# SET EXERCISE:
Extract every line of the material, unchanged, from the line containing "point: blue car" through the last line, including both ends.

※ ※ ※

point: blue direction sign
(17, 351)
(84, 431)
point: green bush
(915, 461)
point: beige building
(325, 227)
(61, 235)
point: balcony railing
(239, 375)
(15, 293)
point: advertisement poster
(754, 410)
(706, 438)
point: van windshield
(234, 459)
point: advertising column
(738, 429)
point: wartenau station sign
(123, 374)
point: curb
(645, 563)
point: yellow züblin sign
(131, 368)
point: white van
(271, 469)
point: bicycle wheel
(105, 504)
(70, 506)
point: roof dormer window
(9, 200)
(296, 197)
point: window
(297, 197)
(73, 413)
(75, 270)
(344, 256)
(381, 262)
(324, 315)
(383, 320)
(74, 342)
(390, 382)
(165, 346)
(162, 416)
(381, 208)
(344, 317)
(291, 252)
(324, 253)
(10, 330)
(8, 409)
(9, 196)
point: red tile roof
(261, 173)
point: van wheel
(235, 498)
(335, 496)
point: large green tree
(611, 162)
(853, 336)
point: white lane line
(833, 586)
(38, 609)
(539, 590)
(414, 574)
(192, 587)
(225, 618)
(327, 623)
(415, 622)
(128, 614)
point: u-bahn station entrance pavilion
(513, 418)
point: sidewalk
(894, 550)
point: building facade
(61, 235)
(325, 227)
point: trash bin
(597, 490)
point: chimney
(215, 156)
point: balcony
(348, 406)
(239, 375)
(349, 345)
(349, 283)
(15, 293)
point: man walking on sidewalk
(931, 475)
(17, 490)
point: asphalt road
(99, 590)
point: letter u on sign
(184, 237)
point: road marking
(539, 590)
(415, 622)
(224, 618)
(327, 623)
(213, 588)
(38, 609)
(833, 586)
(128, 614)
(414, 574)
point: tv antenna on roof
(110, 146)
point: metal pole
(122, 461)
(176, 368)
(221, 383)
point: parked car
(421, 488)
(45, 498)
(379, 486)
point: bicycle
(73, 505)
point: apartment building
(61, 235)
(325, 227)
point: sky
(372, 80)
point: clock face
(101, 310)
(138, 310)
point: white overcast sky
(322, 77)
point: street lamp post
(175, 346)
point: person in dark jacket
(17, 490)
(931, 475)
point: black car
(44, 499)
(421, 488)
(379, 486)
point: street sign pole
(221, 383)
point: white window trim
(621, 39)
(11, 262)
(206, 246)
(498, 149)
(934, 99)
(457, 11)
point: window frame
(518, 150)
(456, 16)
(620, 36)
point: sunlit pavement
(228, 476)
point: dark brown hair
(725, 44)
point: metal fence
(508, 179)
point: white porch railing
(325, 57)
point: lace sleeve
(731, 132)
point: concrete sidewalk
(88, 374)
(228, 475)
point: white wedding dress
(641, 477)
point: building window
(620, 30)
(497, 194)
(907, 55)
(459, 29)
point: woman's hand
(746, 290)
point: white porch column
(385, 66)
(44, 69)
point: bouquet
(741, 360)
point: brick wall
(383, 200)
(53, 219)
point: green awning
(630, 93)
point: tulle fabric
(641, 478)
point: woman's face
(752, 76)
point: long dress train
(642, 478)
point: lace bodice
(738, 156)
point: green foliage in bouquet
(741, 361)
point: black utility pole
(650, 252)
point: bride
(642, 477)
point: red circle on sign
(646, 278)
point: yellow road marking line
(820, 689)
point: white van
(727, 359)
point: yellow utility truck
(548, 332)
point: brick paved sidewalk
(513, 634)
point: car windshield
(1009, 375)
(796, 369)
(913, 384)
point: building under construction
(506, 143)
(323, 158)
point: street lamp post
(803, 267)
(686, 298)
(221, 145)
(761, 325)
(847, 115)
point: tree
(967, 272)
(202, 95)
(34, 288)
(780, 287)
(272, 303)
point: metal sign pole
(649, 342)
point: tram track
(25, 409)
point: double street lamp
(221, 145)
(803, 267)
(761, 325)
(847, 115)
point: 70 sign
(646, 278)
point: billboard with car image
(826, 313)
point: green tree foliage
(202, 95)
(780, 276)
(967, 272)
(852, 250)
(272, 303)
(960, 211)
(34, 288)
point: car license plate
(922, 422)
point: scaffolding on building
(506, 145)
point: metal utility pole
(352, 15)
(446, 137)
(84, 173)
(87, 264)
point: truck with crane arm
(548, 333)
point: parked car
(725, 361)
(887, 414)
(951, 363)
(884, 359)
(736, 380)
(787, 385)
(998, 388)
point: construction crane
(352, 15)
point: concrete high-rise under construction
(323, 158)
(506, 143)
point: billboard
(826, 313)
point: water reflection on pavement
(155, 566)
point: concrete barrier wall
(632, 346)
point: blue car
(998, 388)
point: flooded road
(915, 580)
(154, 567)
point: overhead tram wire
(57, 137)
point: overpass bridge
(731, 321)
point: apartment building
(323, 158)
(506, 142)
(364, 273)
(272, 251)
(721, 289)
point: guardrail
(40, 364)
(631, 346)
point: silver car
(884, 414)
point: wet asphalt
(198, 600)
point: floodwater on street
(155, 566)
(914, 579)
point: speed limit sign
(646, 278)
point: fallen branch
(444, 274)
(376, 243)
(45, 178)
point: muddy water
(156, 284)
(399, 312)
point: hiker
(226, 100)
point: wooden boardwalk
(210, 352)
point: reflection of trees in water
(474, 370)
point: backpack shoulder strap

※ ※ ※

# TASK RESPONSE:
point: blue car
(998, 388)
point: flooded road
(915, 580)
(154, 567)
point: overhead tram wire
(57, 137)
point: overpass bridge
(731, 321)
point: apartment building
(323, 158)
(506, 142)
(364, 273)
(272, 251)
(721, 289)
point: guardrail
(40, 364)
(631, 346)
point: silver car
(884, 414)
point: wet asphalt
(198, 600)
point: floodwater on street
(155, 566)
(914, 579)
point: speed limit sign
(646, 278)
point: fallen branch
(444, 274)
(376, 243)
(45, 178)
point: muddy water
(156, 284)
(399, 312)
point: hiker
(226, 100)
point: wooden boardwalk
(210, 352)
point: reflection of trees in water
(474, 370)
point: backpack shoulder strap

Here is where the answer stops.